__REQUIREMENT__. Find "For the benchmark, mark every instance of the water" in the data below; transcribe the line it appears on and each line after it, exactly, to the end, and nothing else.

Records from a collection
☆ ☆ ☆ ☆ ☆ ☆ ☆

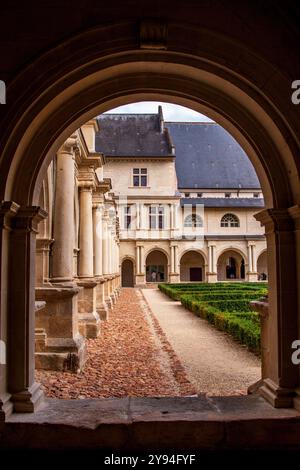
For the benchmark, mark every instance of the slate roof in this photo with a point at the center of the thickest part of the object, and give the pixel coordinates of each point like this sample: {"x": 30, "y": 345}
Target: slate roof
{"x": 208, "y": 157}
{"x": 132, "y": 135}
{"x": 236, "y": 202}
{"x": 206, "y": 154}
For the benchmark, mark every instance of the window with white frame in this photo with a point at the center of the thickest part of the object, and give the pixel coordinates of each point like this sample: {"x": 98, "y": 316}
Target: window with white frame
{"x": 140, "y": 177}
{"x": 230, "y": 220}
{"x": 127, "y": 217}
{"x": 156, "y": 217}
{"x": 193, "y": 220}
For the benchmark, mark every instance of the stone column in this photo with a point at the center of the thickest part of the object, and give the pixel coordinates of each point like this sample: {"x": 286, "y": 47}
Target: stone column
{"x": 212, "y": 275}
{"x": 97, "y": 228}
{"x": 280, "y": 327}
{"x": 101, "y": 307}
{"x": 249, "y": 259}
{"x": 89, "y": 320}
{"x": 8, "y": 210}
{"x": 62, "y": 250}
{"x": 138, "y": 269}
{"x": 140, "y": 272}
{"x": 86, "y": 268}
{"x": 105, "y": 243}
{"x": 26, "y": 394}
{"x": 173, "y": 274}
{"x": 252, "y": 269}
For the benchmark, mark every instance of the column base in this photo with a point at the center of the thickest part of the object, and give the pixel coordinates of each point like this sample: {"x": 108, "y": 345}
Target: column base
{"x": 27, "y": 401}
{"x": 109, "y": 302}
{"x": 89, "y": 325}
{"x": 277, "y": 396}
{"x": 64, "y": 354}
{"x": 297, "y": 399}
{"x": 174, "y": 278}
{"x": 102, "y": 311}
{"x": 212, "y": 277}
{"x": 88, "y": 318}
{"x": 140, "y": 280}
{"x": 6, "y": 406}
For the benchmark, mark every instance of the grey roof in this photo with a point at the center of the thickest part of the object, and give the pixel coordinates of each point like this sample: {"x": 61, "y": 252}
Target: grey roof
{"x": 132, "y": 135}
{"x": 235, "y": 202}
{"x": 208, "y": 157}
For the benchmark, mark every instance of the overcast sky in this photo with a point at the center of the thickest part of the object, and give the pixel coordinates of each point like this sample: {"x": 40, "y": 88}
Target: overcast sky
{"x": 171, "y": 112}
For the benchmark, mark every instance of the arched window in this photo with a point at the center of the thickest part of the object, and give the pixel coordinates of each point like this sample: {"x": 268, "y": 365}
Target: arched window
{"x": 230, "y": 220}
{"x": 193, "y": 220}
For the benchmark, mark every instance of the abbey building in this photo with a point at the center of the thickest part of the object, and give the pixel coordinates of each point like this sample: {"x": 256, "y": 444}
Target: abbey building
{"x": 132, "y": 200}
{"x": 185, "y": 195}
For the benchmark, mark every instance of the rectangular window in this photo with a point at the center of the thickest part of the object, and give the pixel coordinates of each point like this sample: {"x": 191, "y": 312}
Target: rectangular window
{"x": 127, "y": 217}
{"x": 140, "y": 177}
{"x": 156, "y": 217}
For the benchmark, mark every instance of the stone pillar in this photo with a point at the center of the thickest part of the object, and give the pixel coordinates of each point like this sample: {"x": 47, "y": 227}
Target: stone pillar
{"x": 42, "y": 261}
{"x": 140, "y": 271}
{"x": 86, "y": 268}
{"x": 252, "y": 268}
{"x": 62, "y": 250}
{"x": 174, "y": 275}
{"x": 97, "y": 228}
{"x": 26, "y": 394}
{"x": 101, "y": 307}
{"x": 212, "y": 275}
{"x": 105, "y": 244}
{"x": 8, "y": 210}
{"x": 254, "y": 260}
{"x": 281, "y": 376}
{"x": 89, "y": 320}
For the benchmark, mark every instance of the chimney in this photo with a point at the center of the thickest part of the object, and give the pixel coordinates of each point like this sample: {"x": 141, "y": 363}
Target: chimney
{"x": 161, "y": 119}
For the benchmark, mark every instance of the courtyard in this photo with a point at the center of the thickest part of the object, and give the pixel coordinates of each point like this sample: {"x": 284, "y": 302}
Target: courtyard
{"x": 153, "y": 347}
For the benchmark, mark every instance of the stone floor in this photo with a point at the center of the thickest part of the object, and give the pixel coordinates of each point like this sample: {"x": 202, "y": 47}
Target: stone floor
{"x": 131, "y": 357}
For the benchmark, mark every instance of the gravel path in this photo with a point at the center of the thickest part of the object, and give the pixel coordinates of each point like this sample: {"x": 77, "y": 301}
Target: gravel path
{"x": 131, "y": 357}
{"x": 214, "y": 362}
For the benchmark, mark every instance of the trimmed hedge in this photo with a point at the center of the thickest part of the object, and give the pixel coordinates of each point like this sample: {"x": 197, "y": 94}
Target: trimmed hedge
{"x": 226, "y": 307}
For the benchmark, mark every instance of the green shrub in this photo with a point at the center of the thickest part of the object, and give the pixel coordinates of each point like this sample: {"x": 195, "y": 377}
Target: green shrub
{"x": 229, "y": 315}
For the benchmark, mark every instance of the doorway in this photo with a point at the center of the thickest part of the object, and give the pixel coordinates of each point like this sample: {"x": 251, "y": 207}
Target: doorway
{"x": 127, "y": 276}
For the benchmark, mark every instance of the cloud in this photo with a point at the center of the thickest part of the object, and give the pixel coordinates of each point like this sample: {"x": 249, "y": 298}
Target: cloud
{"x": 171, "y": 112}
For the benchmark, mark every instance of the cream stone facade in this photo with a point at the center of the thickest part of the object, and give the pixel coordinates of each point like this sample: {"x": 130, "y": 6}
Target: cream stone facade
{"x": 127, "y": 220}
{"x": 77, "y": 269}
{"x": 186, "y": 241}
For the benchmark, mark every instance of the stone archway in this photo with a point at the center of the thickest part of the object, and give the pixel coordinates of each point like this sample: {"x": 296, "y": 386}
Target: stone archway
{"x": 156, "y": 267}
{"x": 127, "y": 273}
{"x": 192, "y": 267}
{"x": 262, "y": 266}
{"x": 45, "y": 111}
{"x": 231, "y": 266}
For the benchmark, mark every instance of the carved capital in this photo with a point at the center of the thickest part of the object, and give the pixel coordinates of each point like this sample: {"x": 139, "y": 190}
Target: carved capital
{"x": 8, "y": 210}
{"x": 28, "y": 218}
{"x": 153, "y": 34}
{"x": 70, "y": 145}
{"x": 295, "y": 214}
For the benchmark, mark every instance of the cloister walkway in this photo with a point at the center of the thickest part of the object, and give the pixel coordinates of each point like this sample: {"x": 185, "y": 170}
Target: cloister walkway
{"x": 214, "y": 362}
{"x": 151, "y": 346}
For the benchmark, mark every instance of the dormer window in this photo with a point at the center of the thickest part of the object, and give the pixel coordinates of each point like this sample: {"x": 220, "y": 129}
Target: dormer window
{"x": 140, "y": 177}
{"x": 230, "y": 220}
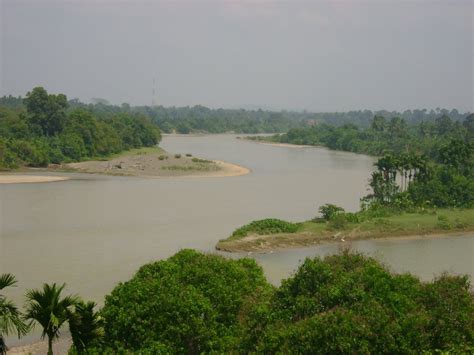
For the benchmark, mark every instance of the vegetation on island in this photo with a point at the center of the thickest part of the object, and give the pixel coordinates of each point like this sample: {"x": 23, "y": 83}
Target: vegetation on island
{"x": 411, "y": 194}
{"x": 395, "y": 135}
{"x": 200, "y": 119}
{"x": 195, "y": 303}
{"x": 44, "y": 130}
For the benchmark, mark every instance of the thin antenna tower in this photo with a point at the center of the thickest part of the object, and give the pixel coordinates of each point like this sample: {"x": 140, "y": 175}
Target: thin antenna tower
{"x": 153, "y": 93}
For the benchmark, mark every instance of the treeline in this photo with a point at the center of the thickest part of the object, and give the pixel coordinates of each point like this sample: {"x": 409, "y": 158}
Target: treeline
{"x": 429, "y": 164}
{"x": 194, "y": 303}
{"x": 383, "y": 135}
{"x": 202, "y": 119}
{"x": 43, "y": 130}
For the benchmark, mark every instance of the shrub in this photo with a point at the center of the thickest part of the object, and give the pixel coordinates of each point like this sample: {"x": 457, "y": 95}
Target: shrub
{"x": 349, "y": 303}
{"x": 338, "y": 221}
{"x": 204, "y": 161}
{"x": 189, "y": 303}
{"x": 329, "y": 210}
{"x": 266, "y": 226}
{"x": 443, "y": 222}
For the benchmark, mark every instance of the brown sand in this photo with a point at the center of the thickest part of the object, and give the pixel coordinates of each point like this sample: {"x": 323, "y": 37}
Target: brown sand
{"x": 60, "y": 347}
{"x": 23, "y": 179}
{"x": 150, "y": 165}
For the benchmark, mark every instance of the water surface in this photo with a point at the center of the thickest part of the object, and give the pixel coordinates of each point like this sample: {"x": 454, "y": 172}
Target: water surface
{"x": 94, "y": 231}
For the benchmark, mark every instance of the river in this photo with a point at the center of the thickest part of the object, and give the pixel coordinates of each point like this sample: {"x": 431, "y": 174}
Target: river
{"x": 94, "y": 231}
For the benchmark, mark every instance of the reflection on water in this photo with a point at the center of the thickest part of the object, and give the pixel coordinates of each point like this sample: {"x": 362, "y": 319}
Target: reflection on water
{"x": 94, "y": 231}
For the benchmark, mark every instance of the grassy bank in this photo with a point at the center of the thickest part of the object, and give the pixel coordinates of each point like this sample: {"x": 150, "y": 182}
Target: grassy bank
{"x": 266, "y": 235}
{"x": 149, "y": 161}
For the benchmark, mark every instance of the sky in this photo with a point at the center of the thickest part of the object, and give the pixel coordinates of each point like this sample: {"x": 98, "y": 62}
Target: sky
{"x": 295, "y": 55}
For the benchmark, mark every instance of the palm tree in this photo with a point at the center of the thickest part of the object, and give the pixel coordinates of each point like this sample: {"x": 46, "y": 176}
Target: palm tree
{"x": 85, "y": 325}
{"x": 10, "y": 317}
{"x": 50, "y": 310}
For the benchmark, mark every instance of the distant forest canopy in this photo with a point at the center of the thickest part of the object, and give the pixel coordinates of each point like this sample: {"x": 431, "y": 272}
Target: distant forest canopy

☆ ☆ ☆ ☆ ☆ ☆ ☆

__EXPECTED ANSWER__.
For the benchmark, mark every instance of the water surface in this photo with a point at the center of the thickest part of the object, and give the pixel coordinates of each point like this sample: {"x": 454, "y": 172}
Target: water surface
{"x": 94, "y": 231}
For the benchmark, mark every instance of the river in this photo with a point at the center of the thickest part of the object, and give the pixel coordinates of each point like this sample: {"x": 431, "y": 174}
Target: river
{"x": 94, "y": 231}
For the benchmark, mark every instance of the reflection on water in this photo with a point at the center of the thickest part of the object, and give the pixel coordinates of each point like this sample: {"x": 362, "y": 319}
Target: reflection on water
{"x": 94, "y": 231}
For the benchmark, mark every instance of the grassy bank in this photo with a point at the center of the thickest part of the object, and give the pixel coordinates of each point like this sample: {"x": 150, "y": 182}
Target: grassy bank
{"x": 266, "y": 235}
{"x": 149, "y": 161}
For the benchmark, mark every instance of the sky in this photo with a point at the center of the thickest part of the object, and give the pixel coordinates of each point like this sample: {"x": 98, "y": 62}
Target: sky
{"x": 295, "y": 55}
For the benchmark, mark every instance of the palm tree in this photo with a point at the center of the thickest part of the object, and give the pixel coordinates of each point like this sample: {"x": 46, "y": 176}
Target: palm tree
{"x": 85, "y": 325}
{"x": 10, "y": 317}
{"x": 50, "y": 310}
For the benchmark, mark every instance of the distant forest canopy in this photo with a point at the center of the thickest part of the object, and give the pixel coordinates of each point like this sample: {"x": 431, "y": 272}
Target: distant forest canopy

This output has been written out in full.